### Set exercise
Count the lines in the data that contain the word "hull", and reply with only that number.

Box-labeled dataset extracts
▶

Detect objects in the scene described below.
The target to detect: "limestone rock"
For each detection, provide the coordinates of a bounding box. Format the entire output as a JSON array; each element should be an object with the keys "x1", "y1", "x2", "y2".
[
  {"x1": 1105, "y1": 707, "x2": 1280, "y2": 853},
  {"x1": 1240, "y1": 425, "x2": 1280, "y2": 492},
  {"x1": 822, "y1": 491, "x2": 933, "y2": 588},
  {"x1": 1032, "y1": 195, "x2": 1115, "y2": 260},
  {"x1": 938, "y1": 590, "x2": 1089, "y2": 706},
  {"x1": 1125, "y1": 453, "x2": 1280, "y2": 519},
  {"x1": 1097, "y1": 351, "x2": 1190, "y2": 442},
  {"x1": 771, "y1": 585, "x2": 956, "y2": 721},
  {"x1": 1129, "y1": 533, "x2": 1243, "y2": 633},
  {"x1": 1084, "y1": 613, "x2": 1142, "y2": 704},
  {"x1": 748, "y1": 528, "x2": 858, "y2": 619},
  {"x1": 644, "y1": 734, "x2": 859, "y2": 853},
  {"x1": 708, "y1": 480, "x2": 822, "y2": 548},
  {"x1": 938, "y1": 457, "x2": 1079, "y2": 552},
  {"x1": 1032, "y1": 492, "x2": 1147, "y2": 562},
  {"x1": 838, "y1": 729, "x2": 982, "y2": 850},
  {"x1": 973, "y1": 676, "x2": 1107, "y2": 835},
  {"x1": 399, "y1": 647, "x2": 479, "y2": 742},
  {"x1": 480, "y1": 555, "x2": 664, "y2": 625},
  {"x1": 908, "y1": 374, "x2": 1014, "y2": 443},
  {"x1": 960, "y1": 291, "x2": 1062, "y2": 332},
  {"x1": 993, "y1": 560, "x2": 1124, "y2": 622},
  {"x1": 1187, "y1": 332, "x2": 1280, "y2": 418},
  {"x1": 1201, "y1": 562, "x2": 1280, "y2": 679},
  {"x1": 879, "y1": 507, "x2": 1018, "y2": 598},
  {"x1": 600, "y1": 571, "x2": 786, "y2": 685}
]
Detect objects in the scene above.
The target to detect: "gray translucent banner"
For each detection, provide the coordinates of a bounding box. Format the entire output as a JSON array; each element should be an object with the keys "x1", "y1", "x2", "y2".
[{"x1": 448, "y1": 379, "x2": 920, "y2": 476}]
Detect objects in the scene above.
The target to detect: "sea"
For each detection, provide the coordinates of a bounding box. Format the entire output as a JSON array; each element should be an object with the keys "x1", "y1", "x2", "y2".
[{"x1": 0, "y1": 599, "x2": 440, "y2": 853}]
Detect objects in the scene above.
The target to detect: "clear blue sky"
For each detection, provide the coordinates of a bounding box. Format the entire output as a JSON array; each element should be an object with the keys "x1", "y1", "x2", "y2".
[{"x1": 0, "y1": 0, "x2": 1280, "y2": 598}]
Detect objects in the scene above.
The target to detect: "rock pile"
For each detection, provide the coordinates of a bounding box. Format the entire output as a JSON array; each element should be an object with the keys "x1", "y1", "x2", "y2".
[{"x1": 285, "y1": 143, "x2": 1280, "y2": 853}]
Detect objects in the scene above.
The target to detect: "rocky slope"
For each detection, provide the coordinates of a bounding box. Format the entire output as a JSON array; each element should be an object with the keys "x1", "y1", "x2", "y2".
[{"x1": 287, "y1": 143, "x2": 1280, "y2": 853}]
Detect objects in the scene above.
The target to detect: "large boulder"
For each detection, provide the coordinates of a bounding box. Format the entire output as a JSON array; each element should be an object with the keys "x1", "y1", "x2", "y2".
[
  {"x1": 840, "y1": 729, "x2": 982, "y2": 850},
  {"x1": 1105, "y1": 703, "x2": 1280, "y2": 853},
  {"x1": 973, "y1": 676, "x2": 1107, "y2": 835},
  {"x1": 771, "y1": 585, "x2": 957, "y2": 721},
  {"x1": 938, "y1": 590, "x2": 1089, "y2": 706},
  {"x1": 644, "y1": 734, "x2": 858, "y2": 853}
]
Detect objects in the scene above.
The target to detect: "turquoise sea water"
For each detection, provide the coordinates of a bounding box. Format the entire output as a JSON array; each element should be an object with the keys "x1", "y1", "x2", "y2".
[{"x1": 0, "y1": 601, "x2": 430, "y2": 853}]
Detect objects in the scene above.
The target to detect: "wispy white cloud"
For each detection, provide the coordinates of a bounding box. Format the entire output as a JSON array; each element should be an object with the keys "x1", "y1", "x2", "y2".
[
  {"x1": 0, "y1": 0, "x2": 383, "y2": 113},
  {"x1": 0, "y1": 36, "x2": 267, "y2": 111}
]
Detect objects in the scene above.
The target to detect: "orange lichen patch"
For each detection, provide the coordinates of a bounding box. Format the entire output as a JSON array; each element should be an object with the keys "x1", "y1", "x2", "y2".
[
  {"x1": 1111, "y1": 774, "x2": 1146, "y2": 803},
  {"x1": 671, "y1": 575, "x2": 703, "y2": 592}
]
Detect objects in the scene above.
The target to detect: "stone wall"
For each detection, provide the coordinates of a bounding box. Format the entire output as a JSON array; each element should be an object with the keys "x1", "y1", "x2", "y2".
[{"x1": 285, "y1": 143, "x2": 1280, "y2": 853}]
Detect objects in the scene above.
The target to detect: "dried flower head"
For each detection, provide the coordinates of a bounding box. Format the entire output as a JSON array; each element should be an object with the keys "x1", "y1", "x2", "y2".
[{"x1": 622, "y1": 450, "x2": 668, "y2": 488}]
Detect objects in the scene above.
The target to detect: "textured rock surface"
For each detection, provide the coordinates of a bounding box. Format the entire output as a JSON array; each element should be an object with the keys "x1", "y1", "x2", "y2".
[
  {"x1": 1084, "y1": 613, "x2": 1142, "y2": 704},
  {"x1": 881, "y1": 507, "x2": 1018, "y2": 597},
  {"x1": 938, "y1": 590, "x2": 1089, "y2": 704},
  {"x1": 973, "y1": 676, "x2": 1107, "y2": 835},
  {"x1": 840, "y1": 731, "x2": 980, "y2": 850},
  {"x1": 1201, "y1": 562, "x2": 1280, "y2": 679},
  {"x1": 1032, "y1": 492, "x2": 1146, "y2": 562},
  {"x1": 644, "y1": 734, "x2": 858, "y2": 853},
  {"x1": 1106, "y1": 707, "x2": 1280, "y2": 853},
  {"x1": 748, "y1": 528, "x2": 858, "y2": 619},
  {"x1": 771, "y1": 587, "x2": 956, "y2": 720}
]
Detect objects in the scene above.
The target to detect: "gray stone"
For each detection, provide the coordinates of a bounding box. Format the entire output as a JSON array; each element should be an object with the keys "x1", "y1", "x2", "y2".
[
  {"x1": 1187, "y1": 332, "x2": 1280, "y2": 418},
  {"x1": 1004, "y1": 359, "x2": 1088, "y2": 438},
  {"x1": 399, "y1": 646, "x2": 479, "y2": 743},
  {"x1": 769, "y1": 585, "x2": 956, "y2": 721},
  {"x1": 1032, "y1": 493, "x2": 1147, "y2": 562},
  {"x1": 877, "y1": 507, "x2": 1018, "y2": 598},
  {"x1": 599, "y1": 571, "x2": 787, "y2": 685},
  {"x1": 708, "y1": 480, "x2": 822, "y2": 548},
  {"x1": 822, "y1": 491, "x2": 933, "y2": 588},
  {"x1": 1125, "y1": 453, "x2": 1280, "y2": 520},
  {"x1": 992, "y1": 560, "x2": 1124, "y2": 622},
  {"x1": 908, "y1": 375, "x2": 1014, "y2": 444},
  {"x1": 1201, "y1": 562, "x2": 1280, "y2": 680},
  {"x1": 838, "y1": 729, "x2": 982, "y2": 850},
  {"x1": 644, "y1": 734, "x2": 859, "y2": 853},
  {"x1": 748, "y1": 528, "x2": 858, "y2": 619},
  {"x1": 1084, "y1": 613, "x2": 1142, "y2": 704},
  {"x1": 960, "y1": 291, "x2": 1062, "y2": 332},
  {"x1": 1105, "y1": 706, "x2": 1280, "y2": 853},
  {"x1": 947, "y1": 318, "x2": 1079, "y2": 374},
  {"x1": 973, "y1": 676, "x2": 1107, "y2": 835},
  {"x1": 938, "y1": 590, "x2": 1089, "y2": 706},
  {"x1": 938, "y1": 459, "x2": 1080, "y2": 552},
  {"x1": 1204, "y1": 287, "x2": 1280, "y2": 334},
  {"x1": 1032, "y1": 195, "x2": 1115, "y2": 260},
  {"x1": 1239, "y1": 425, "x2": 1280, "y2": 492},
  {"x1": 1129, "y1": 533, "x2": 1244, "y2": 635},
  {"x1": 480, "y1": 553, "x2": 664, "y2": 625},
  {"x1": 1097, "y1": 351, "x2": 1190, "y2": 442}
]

◀
▶

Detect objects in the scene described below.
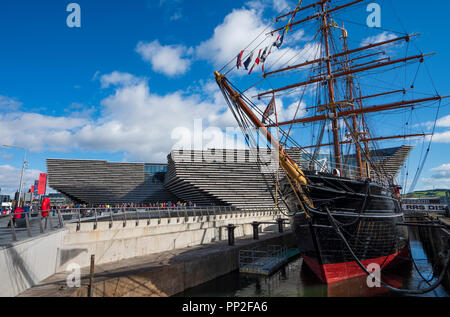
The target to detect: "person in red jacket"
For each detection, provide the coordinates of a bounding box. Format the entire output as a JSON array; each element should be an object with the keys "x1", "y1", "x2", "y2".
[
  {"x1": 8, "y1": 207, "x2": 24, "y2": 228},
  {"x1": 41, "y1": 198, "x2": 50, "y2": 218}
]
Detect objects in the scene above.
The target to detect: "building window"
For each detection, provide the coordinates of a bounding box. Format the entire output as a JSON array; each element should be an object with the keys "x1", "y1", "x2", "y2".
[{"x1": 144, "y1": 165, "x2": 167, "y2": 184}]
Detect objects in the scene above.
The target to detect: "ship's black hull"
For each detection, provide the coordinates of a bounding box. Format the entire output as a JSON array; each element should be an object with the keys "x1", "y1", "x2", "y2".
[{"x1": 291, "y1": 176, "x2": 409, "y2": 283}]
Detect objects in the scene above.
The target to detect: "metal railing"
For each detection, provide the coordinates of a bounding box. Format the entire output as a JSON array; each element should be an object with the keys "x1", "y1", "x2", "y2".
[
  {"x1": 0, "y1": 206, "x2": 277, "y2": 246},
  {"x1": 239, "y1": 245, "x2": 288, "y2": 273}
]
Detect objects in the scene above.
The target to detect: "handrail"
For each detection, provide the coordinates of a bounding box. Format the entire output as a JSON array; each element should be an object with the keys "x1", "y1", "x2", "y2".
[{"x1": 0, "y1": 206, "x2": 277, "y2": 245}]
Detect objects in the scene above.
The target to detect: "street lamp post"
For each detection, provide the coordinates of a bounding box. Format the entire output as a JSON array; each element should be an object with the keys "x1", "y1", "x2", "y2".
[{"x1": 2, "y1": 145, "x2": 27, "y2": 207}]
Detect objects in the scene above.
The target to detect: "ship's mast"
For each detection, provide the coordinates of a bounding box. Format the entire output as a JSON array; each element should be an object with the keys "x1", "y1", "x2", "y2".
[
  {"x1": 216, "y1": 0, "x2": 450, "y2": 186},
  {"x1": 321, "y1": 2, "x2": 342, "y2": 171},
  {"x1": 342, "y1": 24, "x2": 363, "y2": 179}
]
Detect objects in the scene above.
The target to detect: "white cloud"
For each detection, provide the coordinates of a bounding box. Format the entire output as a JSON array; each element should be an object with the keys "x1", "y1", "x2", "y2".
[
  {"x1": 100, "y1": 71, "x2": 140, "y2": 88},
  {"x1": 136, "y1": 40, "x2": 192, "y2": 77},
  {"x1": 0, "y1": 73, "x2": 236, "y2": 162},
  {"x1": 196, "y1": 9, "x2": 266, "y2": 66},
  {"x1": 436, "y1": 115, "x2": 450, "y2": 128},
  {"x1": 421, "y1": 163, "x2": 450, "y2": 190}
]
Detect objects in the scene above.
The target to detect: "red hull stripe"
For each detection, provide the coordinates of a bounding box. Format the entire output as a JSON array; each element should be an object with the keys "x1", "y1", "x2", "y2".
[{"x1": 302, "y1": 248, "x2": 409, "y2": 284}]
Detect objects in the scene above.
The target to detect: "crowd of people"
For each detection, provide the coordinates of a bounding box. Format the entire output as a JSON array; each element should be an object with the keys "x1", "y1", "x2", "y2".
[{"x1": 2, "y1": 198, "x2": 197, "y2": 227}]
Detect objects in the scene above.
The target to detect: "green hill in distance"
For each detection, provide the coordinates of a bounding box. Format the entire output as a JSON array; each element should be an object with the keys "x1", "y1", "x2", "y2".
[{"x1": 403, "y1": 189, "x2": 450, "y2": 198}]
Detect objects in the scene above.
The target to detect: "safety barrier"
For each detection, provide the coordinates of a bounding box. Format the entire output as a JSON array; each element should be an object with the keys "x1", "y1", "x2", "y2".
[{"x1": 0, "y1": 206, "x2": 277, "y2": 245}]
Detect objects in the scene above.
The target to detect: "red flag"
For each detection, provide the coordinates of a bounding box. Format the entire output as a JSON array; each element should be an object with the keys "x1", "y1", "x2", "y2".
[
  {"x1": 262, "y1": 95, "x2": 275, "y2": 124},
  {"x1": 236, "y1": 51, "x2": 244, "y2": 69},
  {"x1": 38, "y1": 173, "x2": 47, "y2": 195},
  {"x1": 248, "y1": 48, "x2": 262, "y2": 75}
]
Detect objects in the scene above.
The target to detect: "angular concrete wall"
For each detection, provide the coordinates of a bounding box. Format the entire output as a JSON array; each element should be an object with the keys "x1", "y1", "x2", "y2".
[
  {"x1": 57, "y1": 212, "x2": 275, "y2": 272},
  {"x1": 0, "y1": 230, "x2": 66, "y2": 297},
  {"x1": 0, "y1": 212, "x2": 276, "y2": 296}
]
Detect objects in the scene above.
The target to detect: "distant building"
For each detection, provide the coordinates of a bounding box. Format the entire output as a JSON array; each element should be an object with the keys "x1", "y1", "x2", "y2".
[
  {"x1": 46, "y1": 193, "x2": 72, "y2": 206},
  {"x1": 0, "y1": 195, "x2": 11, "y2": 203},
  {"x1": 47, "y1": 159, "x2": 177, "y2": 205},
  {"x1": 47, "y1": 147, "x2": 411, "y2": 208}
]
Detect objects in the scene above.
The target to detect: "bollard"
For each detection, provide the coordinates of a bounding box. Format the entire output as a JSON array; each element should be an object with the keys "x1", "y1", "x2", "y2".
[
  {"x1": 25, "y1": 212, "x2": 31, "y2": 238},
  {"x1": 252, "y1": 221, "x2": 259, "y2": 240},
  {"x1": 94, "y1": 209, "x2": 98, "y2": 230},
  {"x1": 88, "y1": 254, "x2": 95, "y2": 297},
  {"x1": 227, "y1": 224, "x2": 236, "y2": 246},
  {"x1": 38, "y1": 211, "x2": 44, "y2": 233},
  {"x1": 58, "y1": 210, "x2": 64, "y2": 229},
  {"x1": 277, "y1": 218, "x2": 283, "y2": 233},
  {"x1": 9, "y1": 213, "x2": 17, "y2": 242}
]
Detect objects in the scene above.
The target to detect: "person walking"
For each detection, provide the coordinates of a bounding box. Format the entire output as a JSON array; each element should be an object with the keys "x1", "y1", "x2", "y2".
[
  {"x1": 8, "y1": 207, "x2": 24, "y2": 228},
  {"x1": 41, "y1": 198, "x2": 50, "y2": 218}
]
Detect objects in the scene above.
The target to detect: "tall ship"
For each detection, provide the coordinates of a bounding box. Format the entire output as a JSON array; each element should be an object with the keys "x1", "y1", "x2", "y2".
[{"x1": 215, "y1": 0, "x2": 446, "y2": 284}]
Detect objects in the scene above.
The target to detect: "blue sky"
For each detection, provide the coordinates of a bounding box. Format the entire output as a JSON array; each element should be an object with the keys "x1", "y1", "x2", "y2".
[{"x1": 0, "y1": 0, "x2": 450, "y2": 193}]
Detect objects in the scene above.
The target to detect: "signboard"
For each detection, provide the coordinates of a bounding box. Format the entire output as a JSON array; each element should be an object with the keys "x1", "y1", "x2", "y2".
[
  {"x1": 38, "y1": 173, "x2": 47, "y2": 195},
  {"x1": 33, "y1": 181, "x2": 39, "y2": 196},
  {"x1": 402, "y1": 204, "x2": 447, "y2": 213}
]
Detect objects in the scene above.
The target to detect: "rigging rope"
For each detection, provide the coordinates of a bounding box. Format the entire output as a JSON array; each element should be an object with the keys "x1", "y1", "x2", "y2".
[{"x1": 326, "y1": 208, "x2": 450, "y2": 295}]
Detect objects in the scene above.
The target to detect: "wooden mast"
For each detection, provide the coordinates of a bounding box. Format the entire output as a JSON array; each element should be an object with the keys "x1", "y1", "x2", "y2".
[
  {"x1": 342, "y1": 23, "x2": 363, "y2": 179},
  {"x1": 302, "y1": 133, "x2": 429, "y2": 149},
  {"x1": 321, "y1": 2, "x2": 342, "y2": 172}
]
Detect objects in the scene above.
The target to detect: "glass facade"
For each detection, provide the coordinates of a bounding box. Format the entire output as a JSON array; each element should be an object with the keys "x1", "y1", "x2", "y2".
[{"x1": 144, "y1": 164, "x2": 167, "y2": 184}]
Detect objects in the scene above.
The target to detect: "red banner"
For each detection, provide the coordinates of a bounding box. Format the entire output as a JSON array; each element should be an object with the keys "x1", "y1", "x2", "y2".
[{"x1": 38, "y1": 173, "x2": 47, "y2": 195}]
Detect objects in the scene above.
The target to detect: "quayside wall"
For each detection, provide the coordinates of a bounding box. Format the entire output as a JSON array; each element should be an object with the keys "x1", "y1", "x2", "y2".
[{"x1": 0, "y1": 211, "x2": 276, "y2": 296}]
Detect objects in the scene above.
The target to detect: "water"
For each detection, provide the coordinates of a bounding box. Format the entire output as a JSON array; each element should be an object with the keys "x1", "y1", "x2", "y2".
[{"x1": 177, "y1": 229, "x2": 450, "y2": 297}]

◀

### Final result
2